(Selected passage)
Tuesday 12 October 2021

Dark Ambient Review: Abductee

Dark Ambient Review: Abductee


Review By Casey Douglass



Abductee Album Art


When I briefly flirted with New Age instrumental music, before I discovered dark ambient, one of my favourite CDs was about UFOs and aliens. It even had a shiny-eyed grey alien on the cover. Looking back, it was quite a dark album, but if you compared it to Mombi Yuleman’s dark ambient Abductee... well, its a little like comparing a pink unicorn to a denizen from one of the levels of Hell. That’s a good thing, in Mombi’s favour, just to be clear. Unless you have a thing for pink unicorns of course.

Abductee takes its inspiration from the many stories of human and alien interaction that can be found in the Fortean media, and sometimes, in the mainstream. I dare say that there are some notions from horror and sci-fi films and novels in there too, as the subject often provides fertile ground for creepy tales to be told. Abductee contains ten tracks that seem to take the listener on a journey with a hapless abductee, beginning in a forest and taking in hurried chases, furtive exploration, and being returned home at the end of things.

Mombi does a great job of weaving in sounds that seem to embody the subject matter wonderfully. The foremost comes from a number of tracks that feature a kind of ‘rustling plastic’ aesthetic. I don’t know about you, but for me, with the theme of the album in mind, this has the feeling of something medical, something experimental going on. Another prominent stable of sounds are the hissing, beeping radio-like swirls of static and electronic tones. Technology certainly plays its role. And of course, there are those fleshy, screeching, biological sounds that hint at strange creatures and other humans nearby. These three elements meld together so well to create a feeling of being onboard a dank alien craft, a new horror lurking around almost every corner.

Cocoons is a track that depicts the creepy exploration aspect mentioned above. It begins with a swirling, pulsing sci-fi tone and a hint of trickling water. There is a faint, distant high tone and a drone that begins with a sparkle for accompaniment. String-like notes sway and flow, a light melody begins, and a sense of chittering things flying around came through to me. Towards the end of the track, groans can be heard as the atmosphere begins to judder. It probably comes as no surprise that this track conjured visions of rooms full of strange cocoons to my mind, rooms complete with victims begin absorbed into their fleshy walls.

(Entries provided)

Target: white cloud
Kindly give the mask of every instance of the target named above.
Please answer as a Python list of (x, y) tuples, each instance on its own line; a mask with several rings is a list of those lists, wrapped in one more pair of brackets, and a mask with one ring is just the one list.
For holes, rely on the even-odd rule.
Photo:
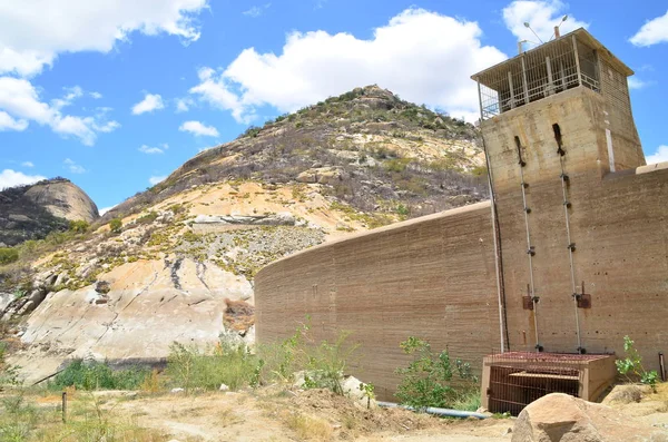
[(668, 42), (668, 11), (661, 17), (647, 21), (629, 41), (636, 46), (651, 46)]
[(256, 17), (262, 16), (262, 13), (265, 11), (265, 9), (268, 9), (271, 6), (272, 6), (272, 3), (266, 3), (266, 4), (262, 6), (262, 7), (255, 6), (255, 7), (248, 9), (247, 11), (244, 11), (242, 13), (244, 16), (256, 18)]
[(166, 176), (150, 177), (148, 178), (148, 183), (150, 183), (151, 186), (155, 186), (156, 184), (164, 181), (166, 178)]
[(62, 161), (65, 164), (65, 167), (71, 171), (72, 174), (85, 174), (86, 169), (84, 168), (84, 166), (78, 165), (76, 161), (66, 158), (65, 161)]
[(153, 154), (164, 154), (165, 150), (167, 150), (169, 148), (169, 145), (160, 145), (160, 147), (150, 147), (150, 146), (146, 146), (143, 145), (141, 147), (139, 147), (139, 151), (143, 154), (148, 154), (148, 155), (153, 155)]
[(24, 130), (29, 121), (46, 125), (62, 136), (76, 136), (85, 145), (95, 144), (97, 132), (118, 128), (117, 121), (107, 121), (104, 114), (95, 117), (63, 115), (61, 108), (80, 94), (80, 88), (71, 88), (51, 106), (40, 101), (37, 89), (21, 78), (0, 77), (0, 130)]
[(26, 175), (20, 171), (14, 171), (12, 169), (4, 169), (0, 171), (0, 189), (4, 189), (7, 187), (21, 186), (24, 184), (32, 184), (40, 181), (42, 179), (47, 179), (41, 175)]
[[(503, 21), (508, 29), (519, 39), (529, 40), (534, 43), (537, 37), (531, 29), (540, 37), (542, 41), (550, 40), (554, 35), (554, 27), (558, 26), (566, 12), (566, 4), (559, 0), (548, 1), (513, 1), (503, 8)], [(524, 23), (529, 23), (531, 29)], [(559, 30), (561, 33), (573, 31), (578, 28), (587, 28), (588, 23), (578, 21), (571, 14), (561, 23)]]
[(469, 77), (507, 58), (482, 46), (481, 36), (475, 22), (407, 9), (369, 40), (292, 32), (279, 55), (246, 49), (223, 71), (200, 69), (199, 84), (189, 91), (239, 122), (265, 105), (294, 111), (372, 84), (453, 116), (474, 115), (478, 95)]
[[(0, 73), (39, 73), (62, 52), (109, 52), (132, 32), (199, 38), (207, 0), (4, 0), (0, 2)], [(36, 13), (39, 11), (39, 13)]]
[(146, 94), (141, 101), (132, 106), (132, 115), (153, 112), (154, 110), (164, 108), (165, 104), (163, 102), (163, 97), (160, 97), (158, 94)]
[(647, 164), (656, 164), (668, 161), (668, 146), (659, 146), (652, 155), (648, 155), (646, 158)]
[(190, 134), (195, 135), (196, 137), (202, 137), (202, 136), (217, 137), (218, 136), (218, 130), (215, 127), (205, 126), (199, 121), (186, 121), (183, 125), (180, 125), (178, 130), (184, 131), (184, 132), (190, 132)]
[(14, 119), (11, 115), (3, 110), (0, 110), (0, 131), (3, 130), (17, 130), (22, 131), (28, 128), (28, 121), (24, 119)]
[(177, 98), (176, 99), (176, 111), (177, 112), (187, 112), (190, 110), (190, 107), (195, 105), (195, 101), (190, 97)]

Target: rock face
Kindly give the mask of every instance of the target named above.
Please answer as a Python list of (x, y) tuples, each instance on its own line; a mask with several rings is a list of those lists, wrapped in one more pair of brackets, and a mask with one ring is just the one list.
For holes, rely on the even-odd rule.
[(81, 188), (69, 180), (48, 180), (31, 186), (26, 197), (51, 215), (68, 220), (91, 223), (100, 217), (98, 208)]
[(29, 382), (69, 358), (122, 364), (165, 357), (175, 341), (213, 345), (226, 298), (253, 302), (250, 283), (191, 259), (128, 263), (96, 285), (49, 293), (24, 324), (29, 350), (12, 363)]
[(99, 218), (95, 203), (67, 179), (56, 178), (0, 191), (0, 244), (14, 246), (63, 230), (68, 220)]
[(630, 420), (609, 406), (562, 393), (529, 404), (512, 442), (668, 442), (668, 432)]

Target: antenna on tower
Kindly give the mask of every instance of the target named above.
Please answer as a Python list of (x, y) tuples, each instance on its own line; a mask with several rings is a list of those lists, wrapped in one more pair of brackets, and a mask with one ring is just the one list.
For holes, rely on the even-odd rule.
[(541, 43), (544, 43), (544, 41), (542, 41), (540, 39), (540, 37), (538, 37), (538, 33), (536, 33), (536, 31), (533, 29), (531, 29), (531, 24), (529, 24), (528, 21), (524, 21), (524, 28), (528, 28), (531, 32), (533, 32), (533, 35), (536, 36), (536, 38), (538, 39), (538, 41), (540, 41)]
[(554, 33), (552, 33), (552, 37), (550, 37), (550, 40), (552, 40), (553, 38), (559, 38), (559, 37), (561, 37), (561, 32), (559, 32), (559, 28), (561, 27), (561, 24), (563, 24), (563, 22), (564, 22), (566, 20), (568, 20), (568, 14), (563, 16), (563, 17), (561, 18), (561, 21), (559, 22), (559, 24), (557, 24), (557, 26), (554, 27)]

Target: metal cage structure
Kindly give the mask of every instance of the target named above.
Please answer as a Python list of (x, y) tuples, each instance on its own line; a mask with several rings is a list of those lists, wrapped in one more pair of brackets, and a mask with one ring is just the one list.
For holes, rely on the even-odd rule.
[[(474, 75), (481, 118), (485, 120), (577, 87), (601, 94), (599, 49), (605, 48), (579, 29)], [(606, 50), (605, 58), (608, 56)], [(617, 59), (613, 65), (620, 73), (632, 75)]]

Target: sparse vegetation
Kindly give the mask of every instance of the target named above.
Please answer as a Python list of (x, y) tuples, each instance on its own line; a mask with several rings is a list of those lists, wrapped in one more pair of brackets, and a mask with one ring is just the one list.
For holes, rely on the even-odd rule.
[(429, 342), (410, 336), (401, 343), (404, 353), (413, 356), (405, 369), (397, 369), (402, 380), (396, 397), (418, 410), (428, 406), (463, 407), (479, 405), (478, 377), (471, 365), (452, 358), (448, 350), (434, 353)]
[(636, 350), (635, 342), (628, 335), (623, 336), (623, 351), (626, 352), (626, 357), (615, 361), (619, 374), (625, 376), (629, 382), (639, 380), (640, 383), (649, 385), (656, 391), (659, 374), (656, 370), (645, 370), (642, 357)]
[(49, 384), (51, 390), (73, 386), (77, 390), (136, 390), (148, 376), (144, 367), (114, 371), (104, 362), (72, 361)]
[(120, 218), (114, 218), (109, 222), (109, 230), (114, 234), (119, 234), (122, 229), (122, 220)]
[(0, 265), (19, 261), (19, 251), (14, 247), (0, 247)]

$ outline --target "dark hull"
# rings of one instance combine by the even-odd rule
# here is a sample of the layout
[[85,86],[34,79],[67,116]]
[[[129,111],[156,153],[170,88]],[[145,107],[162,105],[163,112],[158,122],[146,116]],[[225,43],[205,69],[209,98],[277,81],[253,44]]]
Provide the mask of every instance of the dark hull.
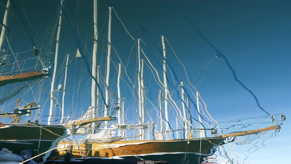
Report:
[[6,148],[18,155],[23,150],[40,153],[61,139],[66,132],[61,125],[0,124],[0,148]]
[[104,159],[98,158],[84,158],[76,159],[79,161],[74,161],[74,159],[69,162],[64,162],[63,160],[49,161],[45,164],[200,164],[203,161],[203,158],[208,156],[198,156],[193,154],[165,154],[163,155],[147,155],[144,156],[127,156],[123,159]]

(Tasks to complete)
1: Copy the passage of the Abductee review from "Abductee takes its" to "end of things.".
2: Rewrite the paragraph of the Abductee review that begins "Mombi does a great job" as a short bulleted list of its main points.
3: List the parts of the abductee's journey that the Abductee review says the album's tracks take the listener through.

(Answers for this exercise)
1:
Abductee takes its inspiration from the many stories of human and alien interaction that can be found in the Fortean media, and sometimes, in the mainstream. I dare say that there are some notions from horror and sci-fi films and novels in there too, as the subject often provides fertile ground for creepy tales to be told. Abductee contains ten tracks that seem to take the listener on a journey with a hapless abductee, beginning in a forest and taking in hurried chases, furtive exploration, and being returned home at the end of things.

2:
- Mombi weaves in sounds that embody the album's subject matter.
- The foremost is a "rustling plastic" aesthetic on several tracks, which suggests something medical and experimental.
- Another prominent group is hissing, beeping, radio-like swirls of static and electronic tones, showing the role of technology.
- Fleshy, screeching, biological sounds hint at strange creatures and other humans nearby.
- Together these three elements create the feeling of being onboard a dank alien craft, with a new horror around almost every corner.

3:
- Beginning in a forest
- Hurried chases
- Furtive exploration
- Being returned home at the end